━━━ Data for the task
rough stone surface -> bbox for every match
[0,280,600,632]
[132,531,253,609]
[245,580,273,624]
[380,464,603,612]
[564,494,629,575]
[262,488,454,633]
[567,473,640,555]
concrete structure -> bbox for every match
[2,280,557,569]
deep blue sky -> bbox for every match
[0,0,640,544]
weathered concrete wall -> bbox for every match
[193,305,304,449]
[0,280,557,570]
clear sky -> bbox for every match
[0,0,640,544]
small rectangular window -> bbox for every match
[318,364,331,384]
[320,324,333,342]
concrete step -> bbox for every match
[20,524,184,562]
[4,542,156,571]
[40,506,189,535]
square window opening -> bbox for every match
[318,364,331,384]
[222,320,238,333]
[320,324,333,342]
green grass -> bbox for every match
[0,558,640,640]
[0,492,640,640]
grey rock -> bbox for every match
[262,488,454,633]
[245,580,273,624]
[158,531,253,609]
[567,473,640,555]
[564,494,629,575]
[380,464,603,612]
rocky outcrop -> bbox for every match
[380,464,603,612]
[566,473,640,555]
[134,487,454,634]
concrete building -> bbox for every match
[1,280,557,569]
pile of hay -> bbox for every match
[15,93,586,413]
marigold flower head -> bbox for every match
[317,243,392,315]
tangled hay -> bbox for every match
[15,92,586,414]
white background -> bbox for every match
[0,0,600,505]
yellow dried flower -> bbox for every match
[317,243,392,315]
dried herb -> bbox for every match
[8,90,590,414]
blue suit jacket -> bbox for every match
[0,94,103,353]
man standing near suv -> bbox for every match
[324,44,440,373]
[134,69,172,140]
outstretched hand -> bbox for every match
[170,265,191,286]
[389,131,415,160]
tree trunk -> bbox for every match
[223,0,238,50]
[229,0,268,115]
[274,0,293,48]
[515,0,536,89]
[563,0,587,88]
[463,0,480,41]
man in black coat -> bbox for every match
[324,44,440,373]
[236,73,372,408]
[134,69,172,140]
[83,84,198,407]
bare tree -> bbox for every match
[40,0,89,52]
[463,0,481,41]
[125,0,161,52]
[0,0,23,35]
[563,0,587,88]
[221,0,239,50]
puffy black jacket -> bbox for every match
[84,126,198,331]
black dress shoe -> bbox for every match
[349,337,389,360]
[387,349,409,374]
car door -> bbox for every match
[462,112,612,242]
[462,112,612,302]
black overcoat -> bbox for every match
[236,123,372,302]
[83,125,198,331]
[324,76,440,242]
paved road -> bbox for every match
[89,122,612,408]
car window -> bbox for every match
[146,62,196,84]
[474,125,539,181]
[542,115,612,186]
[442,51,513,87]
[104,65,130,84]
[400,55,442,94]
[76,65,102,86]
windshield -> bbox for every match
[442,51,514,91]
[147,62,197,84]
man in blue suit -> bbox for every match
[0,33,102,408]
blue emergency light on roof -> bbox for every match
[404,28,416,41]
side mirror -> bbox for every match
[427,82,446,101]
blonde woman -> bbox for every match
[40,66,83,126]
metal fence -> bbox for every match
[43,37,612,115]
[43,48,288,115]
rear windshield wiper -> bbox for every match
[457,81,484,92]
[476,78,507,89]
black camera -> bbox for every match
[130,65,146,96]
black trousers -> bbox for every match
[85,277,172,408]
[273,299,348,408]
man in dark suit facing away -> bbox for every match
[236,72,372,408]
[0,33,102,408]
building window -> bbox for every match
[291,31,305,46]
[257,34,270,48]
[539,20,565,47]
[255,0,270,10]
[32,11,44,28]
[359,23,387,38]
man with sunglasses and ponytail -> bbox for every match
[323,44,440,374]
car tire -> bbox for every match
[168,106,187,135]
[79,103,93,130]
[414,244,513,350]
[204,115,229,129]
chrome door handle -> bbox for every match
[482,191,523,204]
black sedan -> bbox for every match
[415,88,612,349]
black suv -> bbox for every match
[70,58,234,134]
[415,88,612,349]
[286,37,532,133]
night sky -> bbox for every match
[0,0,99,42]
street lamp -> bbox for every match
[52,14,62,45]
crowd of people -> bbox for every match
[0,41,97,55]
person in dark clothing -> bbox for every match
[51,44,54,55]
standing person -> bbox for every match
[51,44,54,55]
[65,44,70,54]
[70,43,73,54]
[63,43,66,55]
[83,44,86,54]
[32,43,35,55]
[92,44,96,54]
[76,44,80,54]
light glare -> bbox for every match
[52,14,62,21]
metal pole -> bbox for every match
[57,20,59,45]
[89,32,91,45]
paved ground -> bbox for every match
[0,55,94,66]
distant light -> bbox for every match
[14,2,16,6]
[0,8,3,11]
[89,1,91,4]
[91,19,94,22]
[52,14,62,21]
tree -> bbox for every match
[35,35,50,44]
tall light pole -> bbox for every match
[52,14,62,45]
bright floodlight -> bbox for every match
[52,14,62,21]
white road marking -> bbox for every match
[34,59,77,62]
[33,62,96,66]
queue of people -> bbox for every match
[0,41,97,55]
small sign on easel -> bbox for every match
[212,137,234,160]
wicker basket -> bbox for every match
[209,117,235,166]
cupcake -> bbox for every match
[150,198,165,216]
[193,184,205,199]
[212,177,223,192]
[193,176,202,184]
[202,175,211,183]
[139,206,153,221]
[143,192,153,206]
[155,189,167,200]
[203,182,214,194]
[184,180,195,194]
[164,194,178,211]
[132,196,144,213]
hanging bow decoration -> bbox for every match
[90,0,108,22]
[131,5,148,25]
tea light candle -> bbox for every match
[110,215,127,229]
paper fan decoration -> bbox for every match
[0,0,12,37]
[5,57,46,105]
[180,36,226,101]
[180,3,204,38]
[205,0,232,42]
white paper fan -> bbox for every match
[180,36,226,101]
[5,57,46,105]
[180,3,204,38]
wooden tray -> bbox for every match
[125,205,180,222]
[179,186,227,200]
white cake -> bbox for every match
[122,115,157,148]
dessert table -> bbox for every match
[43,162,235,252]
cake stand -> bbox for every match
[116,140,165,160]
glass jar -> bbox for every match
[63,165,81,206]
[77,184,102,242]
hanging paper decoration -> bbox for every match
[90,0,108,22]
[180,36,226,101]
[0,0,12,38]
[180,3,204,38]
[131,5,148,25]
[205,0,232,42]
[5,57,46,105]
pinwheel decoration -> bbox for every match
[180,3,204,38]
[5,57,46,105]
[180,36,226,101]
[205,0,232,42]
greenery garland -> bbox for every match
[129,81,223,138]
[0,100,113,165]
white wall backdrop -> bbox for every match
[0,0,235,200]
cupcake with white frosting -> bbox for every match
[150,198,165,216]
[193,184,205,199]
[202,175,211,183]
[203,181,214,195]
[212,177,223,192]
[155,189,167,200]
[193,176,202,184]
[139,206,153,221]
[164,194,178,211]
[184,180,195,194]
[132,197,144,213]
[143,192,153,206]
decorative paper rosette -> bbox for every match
━━━━━━
** What to produce **
Arrange the lines from the start of the records through the line that contains "[0,280,557,570]" as a numbered list, leaving out any blank lines.

** Result for this task **
1. rough stone surface -> bbox for every match
2. [0,280,600,632]
3. [132,531,253,609]
4. [245,580,273,624]
5. [380,464,603,612]
6. [564,494,629,575]
7. [262,488,454,633]
8. [567,473,640,555]
9. concrete structure -> bbox for every match
10. [2,280,557,569]
11. deep blue sky -> bbox for every match
12. [0,0,640,544]
13. weathered concrete wall -> bbox for every match
14. [193,305,304,449]
15. [0,280,557,570]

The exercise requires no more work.